A few studies have evaluated patients who use a combination of opioids and cannabis. These studies reported higher incidence of depression, anxiety, tobacco use, and history of opioid abuse/misuse in patients with chronic pain (53–55). These studies did not assess other characteristics of the patients, did not include a group of patients that did not use opioid or cannabis, and had smaller number of patients (317, 880 and 888 patients) (53–55). Our observations verify these results but in a larger population.

Vigil et al. reported that use of cannabis in patients with chronic opioid use can result in successful weaning of opioids. However, their sample size was relatively small (37 cases and 29 controls) (56). These results slightly differ from findings of Shah et al. who followed patients prospectively in a pain rehabilitation program. Similar to our results, they reported worse baseline outcomes for patients with positive urine toxicology screen for cannabis; however, the trajectory of the groups were similar in their pain rehabilitation program (57).

Work order A: Reproduce word for word the part of the passage on opioid and cannabis use that runs from "A few studies" up to and including "a larger population.".
Work order B: In the passage on opioid and cannabis use, list every condition or characteristic that studies 53–55 reported at higher incidence in patients with chronic pain.
Work order C: Using the passage on opioid and cannabis use, explain in one to three sentences why the Vigil et al. finding on weaning patients off opioids is qualified with "However."

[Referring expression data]
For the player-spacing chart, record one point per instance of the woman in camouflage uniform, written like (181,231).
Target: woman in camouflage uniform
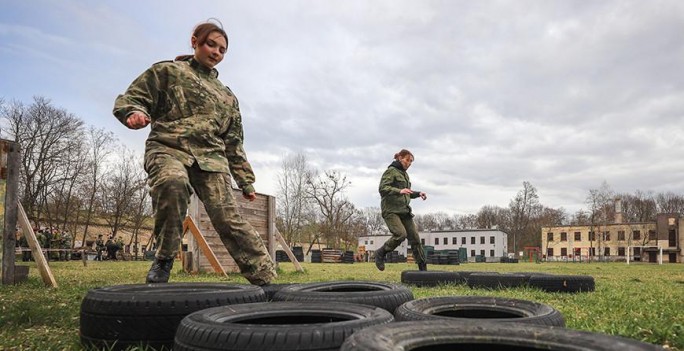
(395,191)
(195,144)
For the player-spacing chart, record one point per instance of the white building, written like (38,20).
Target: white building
(484,242)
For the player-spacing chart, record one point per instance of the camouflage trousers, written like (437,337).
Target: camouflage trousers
(402,227)
(171,185)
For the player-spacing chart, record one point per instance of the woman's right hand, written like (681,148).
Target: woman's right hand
(137,120)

Exercise result A:
A few studies have evaluated patients who use a combination of opioids and cannabis. These studies reported higher incidence of depression, anxiety, tobacco use, and history of opioid abuse/misuse in patients with chronic pain (53–55). These studies did not assess other characteristics of the patients, did not include a group of patients that did not use opioid or cannabis, and had smaller number of patients (317, 880 and 888 patients) (53–55). Our observations verify these results but in a larger population.

Exercise result B:
Depression
Anxiety
Tobacco use
History of opioid abuse/misuse

Exercise result C: The finding is qualified because the Vigil et al. sample size was relatively small. It included only 37 cases and 29 controls.